# Given problem
Rewrite each line of the records below as a JSON list of strings, one string per line, leaving out blank lines.

# Data to process
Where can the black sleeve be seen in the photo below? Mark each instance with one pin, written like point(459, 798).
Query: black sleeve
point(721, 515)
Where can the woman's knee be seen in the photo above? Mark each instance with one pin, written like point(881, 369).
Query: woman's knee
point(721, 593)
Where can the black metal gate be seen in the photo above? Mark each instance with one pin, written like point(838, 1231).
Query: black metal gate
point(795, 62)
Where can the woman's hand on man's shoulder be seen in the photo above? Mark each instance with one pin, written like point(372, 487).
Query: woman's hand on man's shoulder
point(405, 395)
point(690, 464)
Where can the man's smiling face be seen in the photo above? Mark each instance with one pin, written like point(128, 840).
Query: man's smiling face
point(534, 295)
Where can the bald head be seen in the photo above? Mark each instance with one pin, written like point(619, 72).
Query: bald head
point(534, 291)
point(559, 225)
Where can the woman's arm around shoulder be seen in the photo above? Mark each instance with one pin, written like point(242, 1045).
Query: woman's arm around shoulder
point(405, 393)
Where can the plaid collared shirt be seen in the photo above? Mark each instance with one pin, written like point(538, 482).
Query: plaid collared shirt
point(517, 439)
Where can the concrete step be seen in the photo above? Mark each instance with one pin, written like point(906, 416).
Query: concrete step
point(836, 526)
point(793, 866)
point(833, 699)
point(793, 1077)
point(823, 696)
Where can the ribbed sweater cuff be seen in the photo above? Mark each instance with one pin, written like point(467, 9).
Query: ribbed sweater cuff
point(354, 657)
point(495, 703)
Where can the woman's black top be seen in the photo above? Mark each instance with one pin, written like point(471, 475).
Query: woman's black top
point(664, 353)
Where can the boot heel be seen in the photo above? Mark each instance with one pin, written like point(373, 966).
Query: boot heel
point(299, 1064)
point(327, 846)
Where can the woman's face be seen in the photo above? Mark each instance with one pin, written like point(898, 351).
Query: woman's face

# Reply
[
  "Where can the black sleeve be seen in the photo below? Mark each instance with one pin, written like point(459, 798).",
  "Query: black sleeve",
  "point(721, 515)",
  "Where can the woman's knee be seen in the photo above? Mark each instance with one pin, written like point(881, 369).",
  "Query: woman's knee",
  "point(721, 593)",
  "Where can the black metal gate be seen in the photo above? Mark each instance with one pin, written like point(838, 1231).",
  "Query: black metal gate",
  "point(795, 62)",
  "Where can the woman's hand on man's shoulder be seen in the photo above? Mark each instance with one pin, written like point(372, 487).",
  "Query: woman's hand on man's shoulder",
  "point(405, 395)",
  "point(690, 464)",
  "Where can the man's smiling face be seen in the photo above? Mark each instance with one pin, written like point(128, 840).",
  "Query: man's smiling face",
  "point(534, 295)",
  "Where can the bald head be seen in the photo above? Mark each instance with one pin, written like point(619, 72).",
  "Query: bald head",
  "point(534, 291)",
  "point(559, 225)",
  "Where can the woman's arm around shoulder be seen in the photo above? Mark each instance with one pin, written like point(242, 1045).",
  "Query: woman's arm around shoulder",
  "point(405, 393)",
  "Where can the plaid collared shirt be seen in the photo above? Mark each instance with one pin, written like point(538, 482).",
  "Query: plaid collared shirt",
  "point(517, 439)",
  "Where can the concrete step be seen in the photo above? Mark each instance with one pin, written like point(906, 416).",
  "Query: concrete step",
  "point(836, 526)",
  "point(793, 866)",
  "point(833, 699)",
  "point(793, 1077)",
  "point(823, 696)",
  "Where can the ribbed sweater cuff be seen in the photo above? Mark each instance with one pin, written like point(467, 9).",
  "Query: ribbed sweater cuff",
  "point(354, 657)",
  "point(495, 703)",
  "Where can the woman's black top be seen in the photo above? Mark each instance with one pin, written like point(471, 475).",
  "Query: woman's black top",
  "point(664, 353)",
  "Where can the boot heel be seen in the photo above? Mark each instance with one pin, written like point(373, 966).",
  "Query: boot heel",
  "point(299, 1064)",
  "point(327, 846)",
  "Where can the woman's face be seen in the photo above? Mark each instance with one pin, written like point(898, 351).",
  "Query: woman's face"
]